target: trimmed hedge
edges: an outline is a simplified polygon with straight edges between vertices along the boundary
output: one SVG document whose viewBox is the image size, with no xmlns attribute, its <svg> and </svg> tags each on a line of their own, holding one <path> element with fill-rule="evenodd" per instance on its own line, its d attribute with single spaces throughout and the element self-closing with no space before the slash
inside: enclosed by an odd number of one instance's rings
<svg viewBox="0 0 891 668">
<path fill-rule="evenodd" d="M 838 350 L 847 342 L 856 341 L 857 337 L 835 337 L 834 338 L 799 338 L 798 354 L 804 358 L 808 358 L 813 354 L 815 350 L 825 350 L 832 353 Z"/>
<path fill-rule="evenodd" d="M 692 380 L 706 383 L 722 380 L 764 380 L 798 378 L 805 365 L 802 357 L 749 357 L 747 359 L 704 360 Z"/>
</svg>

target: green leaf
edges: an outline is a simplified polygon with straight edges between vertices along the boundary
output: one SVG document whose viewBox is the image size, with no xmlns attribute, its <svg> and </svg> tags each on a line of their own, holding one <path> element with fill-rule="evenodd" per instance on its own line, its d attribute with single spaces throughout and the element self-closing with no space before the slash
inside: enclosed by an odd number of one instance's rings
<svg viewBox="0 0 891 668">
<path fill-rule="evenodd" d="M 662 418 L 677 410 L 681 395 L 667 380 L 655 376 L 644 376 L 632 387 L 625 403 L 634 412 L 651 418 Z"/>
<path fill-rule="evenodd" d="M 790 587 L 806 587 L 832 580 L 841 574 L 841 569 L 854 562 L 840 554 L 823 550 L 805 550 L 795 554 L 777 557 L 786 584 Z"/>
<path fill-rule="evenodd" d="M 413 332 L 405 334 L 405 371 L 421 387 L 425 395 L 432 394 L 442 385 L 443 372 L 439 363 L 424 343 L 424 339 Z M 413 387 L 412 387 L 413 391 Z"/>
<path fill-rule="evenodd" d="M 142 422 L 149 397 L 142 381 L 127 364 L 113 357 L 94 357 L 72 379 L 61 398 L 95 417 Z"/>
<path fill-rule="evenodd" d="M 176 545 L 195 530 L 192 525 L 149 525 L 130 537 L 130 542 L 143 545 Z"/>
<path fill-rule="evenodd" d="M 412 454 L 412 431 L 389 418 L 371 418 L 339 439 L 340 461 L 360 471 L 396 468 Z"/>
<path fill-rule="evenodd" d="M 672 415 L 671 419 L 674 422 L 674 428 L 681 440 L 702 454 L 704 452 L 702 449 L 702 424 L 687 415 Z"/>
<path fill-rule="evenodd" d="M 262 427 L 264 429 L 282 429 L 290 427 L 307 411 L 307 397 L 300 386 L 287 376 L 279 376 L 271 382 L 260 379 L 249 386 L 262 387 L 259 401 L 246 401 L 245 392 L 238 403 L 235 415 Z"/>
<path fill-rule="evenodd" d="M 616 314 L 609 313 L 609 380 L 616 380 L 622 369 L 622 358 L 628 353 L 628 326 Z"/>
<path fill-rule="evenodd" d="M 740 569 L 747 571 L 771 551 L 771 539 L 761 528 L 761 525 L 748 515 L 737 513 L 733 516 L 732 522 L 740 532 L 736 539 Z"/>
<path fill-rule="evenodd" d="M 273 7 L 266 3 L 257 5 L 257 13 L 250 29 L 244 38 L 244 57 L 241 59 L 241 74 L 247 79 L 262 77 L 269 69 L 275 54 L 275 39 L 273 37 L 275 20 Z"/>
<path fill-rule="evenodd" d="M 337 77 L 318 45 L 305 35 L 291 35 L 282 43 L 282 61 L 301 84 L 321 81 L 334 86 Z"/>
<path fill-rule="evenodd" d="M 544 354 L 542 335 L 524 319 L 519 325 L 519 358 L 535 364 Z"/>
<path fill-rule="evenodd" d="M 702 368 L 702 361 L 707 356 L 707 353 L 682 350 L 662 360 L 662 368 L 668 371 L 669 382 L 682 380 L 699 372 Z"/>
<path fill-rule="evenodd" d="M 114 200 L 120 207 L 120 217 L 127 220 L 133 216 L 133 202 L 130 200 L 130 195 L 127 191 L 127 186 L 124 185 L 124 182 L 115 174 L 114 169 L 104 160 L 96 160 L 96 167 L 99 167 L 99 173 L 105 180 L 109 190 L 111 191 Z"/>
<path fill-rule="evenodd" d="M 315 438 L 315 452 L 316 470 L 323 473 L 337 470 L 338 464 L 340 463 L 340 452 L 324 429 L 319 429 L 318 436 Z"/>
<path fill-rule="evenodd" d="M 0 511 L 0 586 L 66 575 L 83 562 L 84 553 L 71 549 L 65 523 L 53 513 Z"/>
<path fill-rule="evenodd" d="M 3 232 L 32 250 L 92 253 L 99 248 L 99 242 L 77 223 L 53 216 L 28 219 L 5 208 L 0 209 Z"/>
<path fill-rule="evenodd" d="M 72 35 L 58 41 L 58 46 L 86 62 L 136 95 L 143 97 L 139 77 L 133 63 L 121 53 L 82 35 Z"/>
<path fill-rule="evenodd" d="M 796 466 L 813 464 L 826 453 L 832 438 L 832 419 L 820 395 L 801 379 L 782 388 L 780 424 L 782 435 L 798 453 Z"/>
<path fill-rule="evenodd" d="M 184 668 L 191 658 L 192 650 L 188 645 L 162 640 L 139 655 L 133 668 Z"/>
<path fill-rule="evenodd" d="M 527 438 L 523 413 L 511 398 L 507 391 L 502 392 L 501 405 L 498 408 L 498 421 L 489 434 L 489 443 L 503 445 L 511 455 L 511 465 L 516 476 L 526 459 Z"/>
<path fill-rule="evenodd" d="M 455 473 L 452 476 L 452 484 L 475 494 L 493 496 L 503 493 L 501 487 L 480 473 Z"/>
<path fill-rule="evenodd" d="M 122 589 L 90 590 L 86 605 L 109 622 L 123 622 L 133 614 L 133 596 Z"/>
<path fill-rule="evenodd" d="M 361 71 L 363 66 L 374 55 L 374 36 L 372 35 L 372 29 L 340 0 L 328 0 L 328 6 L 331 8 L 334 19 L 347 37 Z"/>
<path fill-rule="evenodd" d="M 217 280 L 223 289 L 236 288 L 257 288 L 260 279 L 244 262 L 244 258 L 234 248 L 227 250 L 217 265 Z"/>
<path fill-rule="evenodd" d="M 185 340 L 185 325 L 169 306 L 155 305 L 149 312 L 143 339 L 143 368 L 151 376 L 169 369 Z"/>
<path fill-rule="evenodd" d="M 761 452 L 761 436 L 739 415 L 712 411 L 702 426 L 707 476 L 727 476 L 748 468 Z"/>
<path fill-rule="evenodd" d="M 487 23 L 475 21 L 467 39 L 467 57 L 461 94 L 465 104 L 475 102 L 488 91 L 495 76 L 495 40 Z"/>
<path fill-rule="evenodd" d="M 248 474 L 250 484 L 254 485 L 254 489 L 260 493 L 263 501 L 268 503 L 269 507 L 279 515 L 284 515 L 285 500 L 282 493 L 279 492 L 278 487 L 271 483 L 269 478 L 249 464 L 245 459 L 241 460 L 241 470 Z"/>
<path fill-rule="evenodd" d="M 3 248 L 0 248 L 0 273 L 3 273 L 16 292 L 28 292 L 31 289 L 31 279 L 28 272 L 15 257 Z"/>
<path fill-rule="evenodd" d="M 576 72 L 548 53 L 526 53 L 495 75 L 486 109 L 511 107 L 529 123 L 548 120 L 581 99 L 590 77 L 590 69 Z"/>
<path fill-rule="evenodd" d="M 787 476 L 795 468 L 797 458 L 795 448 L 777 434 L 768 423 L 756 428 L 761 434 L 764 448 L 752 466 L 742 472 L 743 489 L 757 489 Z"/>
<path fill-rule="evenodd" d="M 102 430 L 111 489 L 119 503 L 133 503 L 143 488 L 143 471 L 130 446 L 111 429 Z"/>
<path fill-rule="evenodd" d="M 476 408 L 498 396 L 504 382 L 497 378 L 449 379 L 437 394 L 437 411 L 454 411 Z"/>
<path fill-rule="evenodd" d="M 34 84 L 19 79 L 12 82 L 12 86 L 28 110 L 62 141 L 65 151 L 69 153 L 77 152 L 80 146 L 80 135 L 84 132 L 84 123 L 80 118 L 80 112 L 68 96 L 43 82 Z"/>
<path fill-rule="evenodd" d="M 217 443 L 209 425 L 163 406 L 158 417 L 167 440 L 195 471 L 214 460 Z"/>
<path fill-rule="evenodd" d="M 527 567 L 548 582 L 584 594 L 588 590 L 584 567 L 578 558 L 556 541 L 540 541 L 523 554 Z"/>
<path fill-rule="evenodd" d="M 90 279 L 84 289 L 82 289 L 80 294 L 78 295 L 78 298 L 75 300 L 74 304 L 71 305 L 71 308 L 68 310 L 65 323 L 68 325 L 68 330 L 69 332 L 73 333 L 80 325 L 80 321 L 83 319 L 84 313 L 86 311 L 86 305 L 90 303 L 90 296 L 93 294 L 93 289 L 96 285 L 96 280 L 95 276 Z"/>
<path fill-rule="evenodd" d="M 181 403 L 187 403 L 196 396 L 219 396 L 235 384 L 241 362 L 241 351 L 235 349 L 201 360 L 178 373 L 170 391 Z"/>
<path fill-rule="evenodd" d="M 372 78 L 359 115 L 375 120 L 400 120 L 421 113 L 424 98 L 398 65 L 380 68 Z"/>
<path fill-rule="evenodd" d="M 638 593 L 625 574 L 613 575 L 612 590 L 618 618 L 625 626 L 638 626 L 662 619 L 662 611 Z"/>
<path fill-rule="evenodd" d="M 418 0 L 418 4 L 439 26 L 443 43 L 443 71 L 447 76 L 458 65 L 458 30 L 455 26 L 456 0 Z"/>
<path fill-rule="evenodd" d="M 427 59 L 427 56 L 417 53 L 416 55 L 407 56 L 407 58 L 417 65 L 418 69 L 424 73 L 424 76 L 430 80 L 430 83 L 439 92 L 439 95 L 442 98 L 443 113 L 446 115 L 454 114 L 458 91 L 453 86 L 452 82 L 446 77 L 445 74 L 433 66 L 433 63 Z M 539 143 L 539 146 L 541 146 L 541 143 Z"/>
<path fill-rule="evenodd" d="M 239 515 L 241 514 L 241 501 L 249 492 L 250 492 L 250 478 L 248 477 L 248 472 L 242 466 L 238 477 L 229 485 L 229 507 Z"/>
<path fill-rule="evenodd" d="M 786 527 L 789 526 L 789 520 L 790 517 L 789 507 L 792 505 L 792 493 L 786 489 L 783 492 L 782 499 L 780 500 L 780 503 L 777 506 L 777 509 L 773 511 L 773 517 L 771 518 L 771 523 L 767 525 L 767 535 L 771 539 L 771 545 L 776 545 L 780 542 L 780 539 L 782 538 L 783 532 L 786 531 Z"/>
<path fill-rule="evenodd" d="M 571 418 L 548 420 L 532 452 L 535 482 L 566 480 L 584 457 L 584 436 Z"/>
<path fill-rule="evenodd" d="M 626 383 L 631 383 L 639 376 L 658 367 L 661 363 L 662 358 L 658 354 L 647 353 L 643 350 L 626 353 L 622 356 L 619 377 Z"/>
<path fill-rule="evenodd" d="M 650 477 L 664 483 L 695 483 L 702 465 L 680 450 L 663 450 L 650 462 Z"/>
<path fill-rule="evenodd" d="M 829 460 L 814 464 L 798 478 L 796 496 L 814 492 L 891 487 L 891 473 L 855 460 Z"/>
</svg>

YOUR INSTRUCTIONS ▸
Rewrite the rows in the stretch from the line containing "target: green leaf" through the line containing "262 427 L 264", substituting "reduced polygon" for "simplified polygon" and leaving everything else unchanged.

SOLUTION TO THE PROBLEM ▸
target: green leaf
edges: an outline is a reduced polygon with straight edges between vertices along the boundary
output: one SVG document whose viewBox is the image size, with no xmlns attribute, its <svg> and </svg> tags each on a line of their own, holding one <path> element with fill-rule="evenodd" per instance on its own line, its d attribute with single spaces throughout and the element self-closing with no space before the slash
inside: enclosed by an odd number of one instance's rings
<svg viewBox="0 0 891 668">
<path fill-rule="evenodd" d="M 662 418 L 677 410 L 681 395 L 667 380 L 655 376 L 644 376 L 632 387 L 625 403 L 634 412 L 651 418 Z"/>
<path fill-rule="evenodd" d="M 790 587 L 806 587 L 832 580 L 841 574 L 841 569 L 854 562 L 840 554 L 823 550 L 805 550 L 795 554 L 777 557 L 786 584 Z"/>
<path fill-rule="evenodd" d="M 413 332 L 405 334 L 405 371 L 421 387 L 425 395 L 432 394 L 442 385 L 443 372 L 439 363 L 424 343 L 424 339 Z M 413 387 L 412 387 L 413 391 Z"/>
<path fill-rule="evenodd" d="M 142 422 L 149 397 L 142 381 L 127 364 L 113 357 L 94 357 L 72 379 L 61 398 L 95 417 Z"/>
<path fill-rule="evenodd" d="M 176 545 L 195 530 L 192 525 L 149 525 L 130 537 L 130 542 L 143 545 Z"/>
<path fill-rule="evenodd" d="M 412 454 L 412 431 L 389 418 L 371 418 L 339 439 L 340 461 L 360 471 L 396 468 Z"/>
<path fill-rule="evenodd" d="M 672 415 L 671 419 L 674 422 L 674 428 L 681 440 L 702 454 L 704 452 L 702 449 L 702 424 L 687 415 Z"/>
<path fill-rule="evenodd" d="M 262 427 L 264 429 L 282 429 L 290 427 L 307 411 L 307 397 L 300 386 L 287 376 L 279 376 L 271 382 L 260 379 L 249 386 L 262 387 L 259 401 L 246 401 L 245 392 L 238 403 L 235 415 Z"/>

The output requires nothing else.